» **Exercise data**

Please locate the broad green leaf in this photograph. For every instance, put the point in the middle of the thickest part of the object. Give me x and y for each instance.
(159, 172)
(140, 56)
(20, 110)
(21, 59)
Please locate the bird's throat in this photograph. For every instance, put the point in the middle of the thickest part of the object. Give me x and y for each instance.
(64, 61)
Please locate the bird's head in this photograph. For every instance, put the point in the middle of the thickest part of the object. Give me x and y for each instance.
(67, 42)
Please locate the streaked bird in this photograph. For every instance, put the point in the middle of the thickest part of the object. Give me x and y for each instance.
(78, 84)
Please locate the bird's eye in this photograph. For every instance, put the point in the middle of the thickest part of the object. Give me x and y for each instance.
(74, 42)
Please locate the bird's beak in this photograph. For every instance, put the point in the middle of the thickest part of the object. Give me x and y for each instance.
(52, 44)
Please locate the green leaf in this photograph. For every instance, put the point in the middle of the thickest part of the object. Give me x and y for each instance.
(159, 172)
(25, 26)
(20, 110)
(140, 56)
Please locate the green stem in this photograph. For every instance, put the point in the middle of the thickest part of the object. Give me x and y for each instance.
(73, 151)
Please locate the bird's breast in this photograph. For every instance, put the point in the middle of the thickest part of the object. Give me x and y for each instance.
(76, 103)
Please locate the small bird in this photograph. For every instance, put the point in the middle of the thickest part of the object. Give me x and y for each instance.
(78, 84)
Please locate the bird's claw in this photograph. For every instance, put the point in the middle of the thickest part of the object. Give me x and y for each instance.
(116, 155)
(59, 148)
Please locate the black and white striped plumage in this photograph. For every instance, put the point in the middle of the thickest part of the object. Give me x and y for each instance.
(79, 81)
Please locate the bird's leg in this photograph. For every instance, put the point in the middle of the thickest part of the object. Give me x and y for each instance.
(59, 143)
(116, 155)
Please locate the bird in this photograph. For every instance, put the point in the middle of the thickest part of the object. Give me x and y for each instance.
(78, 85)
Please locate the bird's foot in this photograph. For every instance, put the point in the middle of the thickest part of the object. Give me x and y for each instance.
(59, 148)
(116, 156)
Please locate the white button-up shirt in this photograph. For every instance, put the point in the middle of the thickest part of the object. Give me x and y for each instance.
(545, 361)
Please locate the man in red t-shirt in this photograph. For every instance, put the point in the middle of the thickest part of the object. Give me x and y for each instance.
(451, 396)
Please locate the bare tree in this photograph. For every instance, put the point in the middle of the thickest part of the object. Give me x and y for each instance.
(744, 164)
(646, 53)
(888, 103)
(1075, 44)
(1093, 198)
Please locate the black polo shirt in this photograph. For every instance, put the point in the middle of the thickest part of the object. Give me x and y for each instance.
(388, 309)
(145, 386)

» **What is required**
Take the lines above and retype all of them exactly.

» **Task solution**
Please locate the broad green leaf in this photograph. For every instance, put the point in the middle of the thickest part of the object. Give me x and y for each instance.
(159, 172)
(140, 56)
(20, 110)
(21, 59)
Please locate the bird's throat in this photograph. For every instance, put the point in the middle of the thickest part of the object. Give me x and y for each instance.
(64, 61)
Please locate the bird's head in this photograph. For every instance, put the point in the middle of the thickest part of the object. Give me x and y for each instance.
(67, 42)
Please locate the streaked bird in this photograph. For every instance, put the point in the middle of the thickest part of the object. Give me x and y for each instance.
(78, 84)
Please locate the bird's eye in this photograph. For every instance, put the point in the middle of the thickest part of the object. Give me x and y for each instance.
(74, 42)
Please locate the bird's beak in this photograph. For every instance, put the point in the middle of the thickest part of the object. Give me x and y for each instance.
(52, 44)
Please locate the green leaf in this photograph. For every instance, put the point in the middle of the thickest part of the object. Give me x and y for each instance.
(159, 172)
(25, 26)
(20, 110)
(140, 56)
Please locate the green stem in this photograph. For every instance, put the point in the middle of the thickest part of the object. Give me x and y for each instance.
(73, 151)
Please locate the bird's breast in this photograph. For every instance, put the point in the middle of the thickest part of the object. Give me x and y for each instance.
(76, 103)
Please locate the small bird in this photograph. For every instance, put the point in the middle of the thickest part of the object. Give me x and y for each instance.
(78, 84)
Please locate the bird's claw in this photograph. For every instance, put the point in the middle of the thickest part of the object. Give me x and y for each instance.
(116, 155)
(59, 148)
Please locate the black and white striped plumage in this photograph. For every instance, put the point in the middle of the thickest part of the object. Give me x and y for each instance.
(79, 81)
Please locate the bird's leg in this photograph. For every instance, put the point in the middle of the thickest part of the object. Give me x and y for each instance.
(59, 143)
(116, 155)
Please locate the bird in this photograph. For every instance, put the point in the middle of the thickest part of the object. Give me x and y for each instance.
(78, 85)
Please locate the bird's foot in this photograph. For every instance, put the point in the middle of the thickest part of the object. Give me x and y for each instance.
(59, 148)
(116, 156)
Please locate the white button-up shirt in this photograph. For every instance, put the point in the middle of the thickest part of the object. Give me x and y for each instance.
(545, 361)
Please locate the man in red t-shirt in this photograph. For every instance, put the point in the middle of the thickest part of the object. Give me x and y for each instance.
(451, 396)
Please locate the bare tree in this photograph. For every instance, put the point in the middle of the thickest part of the object. Give me x and y for each instance.
(744, 164)
(646, 53)
(888, 103)
(1075, 44)
(1093, 198)
Please locate the black polo shirt in this photograph. For every instance, put the point in the middle of the thickest part of the object. Give me x and y for each instance.
(388, 309)
(145, 386)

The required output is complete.